# Get on Board with the latest HOT Woodworking product!



## 33706 (Mar 5, 2008)

Part of the G-8/G-20 Summit talks revolved around a new standard for timekeeping, to bring us closer in line with new standards already adopted in Europe and Asia. By October, 2012, North America will have to adopt METRIC time standards and discontinue the old english system. That's right, soon we will have 10 hours in a day, 100 minutes in an hour, and so on and so forth. What this means for us woodworkers is that we can tool up for a new clock face design, with one- o'clock thru 10- o'clock on the dial. * This is going to be the hottest new woodworking product*, which for now the conversion is being kept secret in anticipation of HUGE public resistance. All twelve-hour faces manufactured in the last 400 years will be obsolete. This is only phase one; a metric calendar with 10 months/year (and 10 days/week) is also in the works…There will be severe penalties under the law for violators, and anyone displaying the old 24-hour timepieces will be subject to criminal prosecution. I'm bringing this up only as a heads-up for woodworkers like myself looking for new product lines….those metric battery-operated crystal quartz clock guts are already available through the usual outlets…who again will be subject to heavy fines if they are caught selling the old-style mechanisms.


----------



## RedShirt013 (May 17, 2008)

What's the actual news behind this? Is North America going to fully switch to metric measurement system?


----------



## woodspark (May 8, 2010)

*GIVEN REQUEST A*: From the records, reproduce the part that opens with the line containing "steel dishwasher, one" and runs to the end of the records.
The forum thread on metric time has no connection to the records that follow it.

*RECORD EXCERPTS*:
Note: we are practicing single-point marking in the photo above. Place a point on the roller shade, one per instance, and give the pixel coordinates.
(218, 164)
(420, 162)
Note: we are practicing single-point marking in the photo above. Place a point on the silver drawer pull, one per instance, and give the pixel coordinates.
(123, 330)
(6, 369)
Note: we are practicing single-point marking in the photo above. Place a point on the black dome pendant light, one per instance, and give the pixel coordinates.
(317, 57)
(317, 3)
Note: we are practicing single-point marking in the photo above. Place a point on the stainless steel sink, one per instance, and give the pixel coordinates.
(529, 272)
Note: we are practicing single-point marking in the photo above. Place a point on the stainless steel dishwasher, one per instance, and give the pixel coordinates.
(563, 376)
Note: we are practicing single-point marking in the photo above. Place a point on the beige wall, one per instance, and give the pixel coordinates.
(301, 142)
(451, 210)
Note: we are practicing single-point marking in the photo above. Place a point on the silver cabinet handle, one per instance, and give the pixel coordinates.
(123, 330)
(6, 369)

*GIVEN REQUEST B*: Update the portion of the metric time thread that opens with the words containing "## RedShirt013 (May" and closes with "(May 8, 2010)", changing "actual news" to "real story".

*RESULT A*:
Note: we are practicing single-point marking in the photo above. Place a point on the stainless steel dishwasher, one per instance, and give the pixel coordinates.
(563, 376)
Note: we are practicing single-point marking in the photo above. Place a point on the beige wall, one per instance, and give the pixel coordinates.
(301, 142)
(451, 210)
Note: we are practicing single-point marking in the photo above. Place a point on the silver cabinet handle, one per instance, and give the pixel coordinates.
(123, 330)
(6, 369)

*RESULT B*:
## RedShirt013 (May 17, 2008)

What's the real story behind this? Is North America going to fully switch to metric measurement system?


----------



## woodspark (May 8, 2010)